### Texte fourni

━━━━━━━━━━━━━━━━━━━━━━━━━━━━━━

TEXTE DE LAURENT BEAUDOUIN A L’OCCASION DE LA RESTAURATION DU MUSÉE « EL ECO » DE MATHIAS GOERITZ A MEXICO

Mathias Goeritz fut un artiste protéiforme et inclassable. Cette singularité revendiquée fait de lui un des créateurs les plus étonnants et aussi les plus méconnus du XX° siècle. Son œuvre architecturale, en particulier, est la plupart du temps passée sous silence par les historiens qui ne le citent au mieux que comme un collaborateur de Luis Barragan. L’ambiguïté de son statut est à l’origine de cette méconnaissance, Goeritz fut tout à la fois historien, pédagogue, critique, sculpteur, peintre, créateur de vitraux, poète lettriste et architecte. De même est-t-il impossible de l’affubler d’une étiquette qui permettrait de le ranger dans les tiroirs de l’histoire de l’art, il y a toujours chez lui quelque chose qui dépasse. Il ne sera pas vraiment dadaïste ou expressionniste, bien que fortement marqué par ces deux mouvements, il ne sera pas non plus classé dans le land art ou le minimalisme, layant devancés ces deux mouvements d’une dizaine d’années. Finalement Goeritz a fort bien réussi à atteindre cet anonymat qu’il cherchait à promouvoir dans des œuvres qu’il voulait collectives. Il a côtoyé de nombreux mouvements artistiques dont l’expressionnisme qui baignait l’ambiance du Berlin de son adolescence et qui restera en filigrane dans son œuvre. Mais c’est Dada qui le marquera le plus profondément, à travers l’œuvre et de la pensée du poète Hugo Ball. Le fondateur du « Cabaret Voltaire » fut à ce point important pour Mathias Goeritz, que de nombreuses années plus tard, il donna à son œuvre architecturale majeure le nom d’ « El Eco » en espérant insuffler dans son pays d’adoption, le Mexique, l’écho de ce Cabaret Voltaire de Zurich, où se confrontaient tous les arts dans un lieu unique.

━━━━━━━━━━━━━━━━━━━━━━━━━━━━━━

### Extraits des fiches
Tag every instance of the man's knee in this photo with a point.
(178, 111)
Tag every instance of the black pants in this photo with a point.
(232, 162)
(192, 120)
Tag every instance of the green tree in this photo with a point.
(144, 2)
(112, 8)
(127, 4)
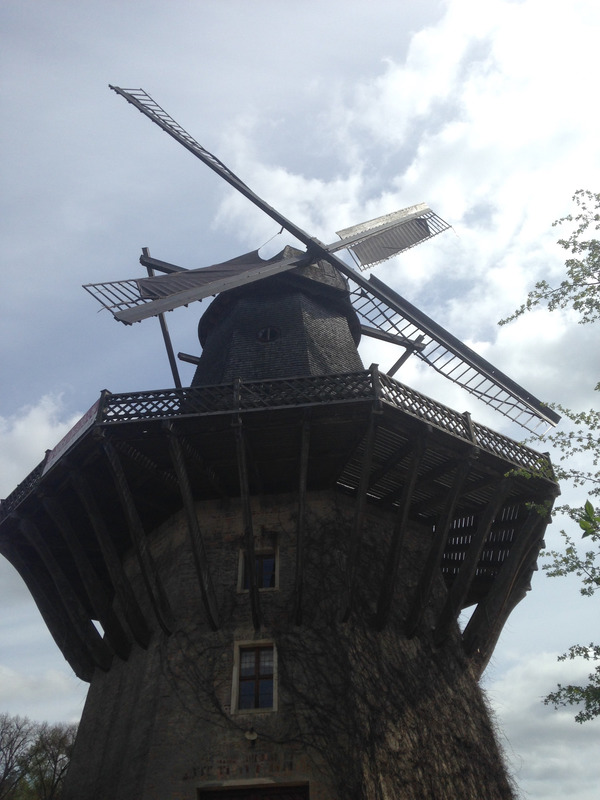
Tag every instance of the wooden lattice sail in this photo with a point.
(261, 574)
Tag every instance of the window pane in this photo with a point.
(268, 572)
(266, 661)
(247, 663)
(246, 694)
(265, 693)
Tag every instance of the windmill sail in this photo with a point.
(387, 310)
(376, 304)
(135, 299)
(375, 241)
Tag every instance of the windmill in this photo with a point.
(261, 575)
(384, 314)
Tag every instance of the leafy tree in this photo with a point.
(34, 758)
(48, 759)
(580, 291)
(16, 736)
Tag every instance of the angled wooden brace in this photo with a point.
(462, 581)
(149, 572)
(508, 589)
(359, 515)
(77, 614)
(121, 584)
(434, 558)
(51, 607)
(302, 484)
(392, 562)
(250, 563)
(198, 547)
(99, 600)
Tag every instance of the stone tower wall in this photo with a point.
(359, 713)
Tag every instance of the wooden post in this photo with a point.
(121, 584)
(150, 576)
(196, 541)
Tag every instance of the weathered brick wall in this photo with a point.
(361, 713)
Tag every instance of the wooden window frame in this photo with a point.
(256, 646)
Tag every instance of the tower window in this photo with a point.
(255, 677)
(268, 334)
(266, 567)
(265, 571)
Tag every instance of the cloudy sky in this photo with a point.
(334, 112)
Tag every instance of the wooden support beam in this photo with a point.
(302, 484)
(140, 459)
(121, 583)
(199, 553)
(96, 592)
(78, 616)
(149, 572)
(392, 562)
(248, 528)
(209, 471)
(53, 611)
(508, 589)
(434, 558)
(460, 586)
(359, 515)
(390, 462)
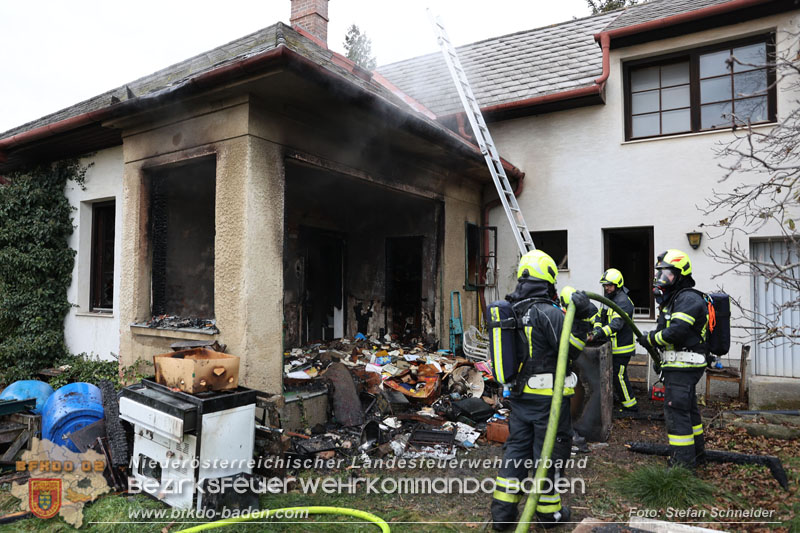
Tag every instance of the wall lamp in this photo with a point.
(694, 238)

━━━━━━━━━━━━━━━━━━━━━━━━━━━━━━

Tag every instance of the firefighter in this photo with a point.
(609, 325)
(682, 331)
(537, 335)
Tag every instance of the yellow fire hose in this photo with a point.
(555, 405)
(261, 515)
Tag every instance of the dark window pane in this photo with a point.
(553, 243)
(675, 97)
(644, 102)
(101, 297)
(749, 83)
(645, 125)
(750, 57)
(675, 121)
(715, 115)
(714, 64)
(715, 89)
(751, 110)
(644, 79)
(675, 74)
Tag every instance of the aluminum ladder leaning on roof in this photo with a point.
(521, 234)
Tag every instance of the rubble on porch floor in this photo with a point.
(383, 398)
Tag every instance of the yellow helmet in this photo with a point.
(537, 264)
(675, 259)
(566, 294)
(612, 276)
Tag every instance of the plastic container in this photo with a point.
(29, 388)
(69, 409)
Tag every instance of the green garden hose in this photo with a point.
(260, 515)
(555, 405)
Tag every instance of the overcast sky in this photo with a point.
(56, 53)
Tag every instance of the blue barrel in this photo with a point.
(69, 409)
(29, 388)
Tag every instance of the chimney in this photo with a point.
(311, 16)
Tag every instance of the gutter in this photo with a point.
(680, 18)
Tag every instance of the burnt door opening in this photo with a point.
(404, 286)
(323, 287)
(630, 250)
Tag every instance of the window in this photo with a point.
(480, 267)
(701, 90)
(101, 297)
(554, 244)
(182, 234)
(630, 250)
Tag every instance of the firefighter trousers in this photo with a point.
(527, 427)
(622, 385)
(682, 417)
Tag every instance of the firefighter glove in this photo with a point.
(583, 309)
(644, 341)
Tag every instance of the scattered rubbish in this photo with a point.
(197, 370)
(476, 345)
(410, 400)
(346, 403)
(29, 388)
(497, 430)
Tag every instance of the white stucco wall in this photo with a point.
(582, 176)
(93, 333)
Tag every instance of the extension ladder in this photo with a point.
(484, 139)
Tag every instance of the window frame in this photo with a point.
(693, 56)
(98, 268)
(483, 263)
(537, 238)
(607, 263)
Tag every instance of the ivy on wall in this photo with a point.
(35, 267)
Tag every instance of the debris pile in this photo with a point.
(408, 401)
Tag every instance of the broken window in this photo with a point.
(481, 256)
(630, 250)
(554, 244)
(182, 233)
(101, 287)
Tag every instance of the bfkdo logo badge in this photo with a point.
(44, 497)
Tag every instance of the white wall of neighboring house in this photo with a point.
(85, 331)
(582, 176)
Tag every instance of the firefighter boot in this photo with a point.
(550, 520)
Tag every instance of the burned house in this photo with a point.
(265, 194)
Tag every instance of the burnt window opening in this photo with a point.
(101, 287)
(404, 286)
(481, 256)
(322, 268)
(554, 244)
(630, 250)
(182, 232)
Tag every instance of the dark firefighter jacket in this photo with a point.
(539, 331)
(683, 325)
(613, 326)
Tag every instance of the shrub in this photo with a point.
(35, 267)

━━━━━━━━━━━━━━━━━━━━━━━━━━━━━━

### Consignes
[1] Condensez le paragraphe du texte sur Mathias Goeritz qui commence par « Mathias Goeritz fut un artiste protéiforme ». Conservez-en les faits principaux.
[2] Dressez la liste de toutes les activités que le texte sur Mathias Goeritz attribue à l'artiste pour expliquer l'ambiguïté de son statut.

### Réponses
[1] Mathias Goeritz, artiste protéiforme et inclassable, compte parmi les créateurs les plus étonnants et les plus méconnus du XX° siècle. Les historiens passent souvent sous silence son œuvre architecturale et ne le citent, au mieux, que comme collaborateur de Luis Barragan. Cette méconnaissance vient de l'ambiguïté de son statut, car il fut à la fois historien, pédagogue, critique, sculpteur, peintre, créateur de vitraux, poète lettriste et architecte. Fortement marqué par le dadaïsme et l'expressionnisme sans en faire vraiment partie, il a devancé d'une dizaine d'années le land art et le minimalisme. Il a ainsi atteint l'anonymat qu'il promouvait dans des œuvres voulues collectives. L'expressionnisme du Berlin de son adolescence reste en filigrane dans son œuvre. C'est pourtant Dada qui l'a marqué le plus profondément, à travers le poète Hugo Ball, fondateur du « Cabaret Voltaire ». Ball compta tant pour lui qu'il nomma son œuvre architecturale majeure « El Eco ». Il espérait ainsi faire résonner au Mexique, son pays d'adoption, l'écho de ce cabaret de Zurich où tous les arts se confrontaient.

[2]
- historien
- pédagogue
- critique
- sculpteur
- peintre
- créateur de vitraux
- poète lettriste
- architecte